# [Exercise prompt]
Pick up the piece below about the East London flat beside the alley from Paddington 2, and keep writing it from its last sentence; the listing that follows is separate.

# [Extracted text]
◇ ◇ ◇ ◇ ◇ ◇ ◇

There’s a scene in the movie Paddington 2 where the namesake, Paddington, has recently broken out of jail, after being put there on some shady information provided by a menacing Hugh Grant. Paddington — a lovable talking bear who tries to find his way in the world but keeps getting into trouble — escapes with the help of his new inmate friends and makes a call from a phone booth in an alley in what can only be presumed to be a rough part of East London.

If you look closely behind Paddington, just for a second, you’ll see the words Bear With Me graffitied on the wall in bright yellow letters. That is my joke, and that was my alley.

Our flat was easy to miss. It sat above an HVAC company with the Dundee Arms pub on one side and Satan’s Whiskers cocktail bar on the other. Our alley snaked west, away from Cambridge Heath Road, and if you went up the stairs and through the public housing estate, you landed right across from the fish and chips place on Bethnal Green, saving you a four minutes walk. The alley itself had piss, needles, and not infrequently a burning trash can, but our flat was cozy and clean and perfect. The living room had big white walls with a built-in bookshelf, filled with art books and poetry and bits of people who had lived there in the past. I left a funny book about etymology, and a pamphlet about the Basquiat exhibit at the Barbican on that shelf. There was a huge window that looked over Cambridge Heath with the V&A Museum of Childhood just across, next to York Hall, which would bring swarms of east enders to our corner on boxing nights. Ewan and I used to stare out the window, making up their conversations.

◇ ◇ ◇ ◇ ◇ ◇ ◇

# [Dataset section]
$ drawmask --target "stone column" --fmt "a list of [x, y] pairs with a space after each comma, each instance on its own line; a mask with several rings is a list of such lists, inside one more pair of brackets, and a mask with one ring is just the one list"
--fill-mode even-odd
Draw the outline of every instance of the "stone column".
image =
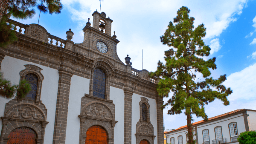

◇ ◇ ◇ ◇ ◇ ◇ ◇

# [Output of the exercise]
The flat had two rules: 1) if you were in the kitchen you had to play soccer mom radio out of the small blue transistor, and 2) if you were making tea you had to boil enough for the rest of the household.

My bedroom had a double bed, a skinny ikea dresser, a nightstand, and about one square foot of standing space. When I laid down, my head was directly left of a vent that ended up at face level in the alley, so I could hear whatever people were talking about below. I often tried to shout back advice for my own amusement.

They’re closed by now. Try the chicken shop two blocks up.

No bitch, I think you’re the one who check her priorities.

Just go down on her more, mate.

The tube stops running in 8 minutes, guys.

Our flat had a little outdoor nook that could just barely fit three of us, and only when one of us was halfway back indoors against the laundry machine. We’d stand in the dark drizzle, cup of tea in hand. Gemma would roll cigarettes and we’d talk about her crazy best friend in art school, Alice, who can’t be blamed for her behavior because she’s just so Italian.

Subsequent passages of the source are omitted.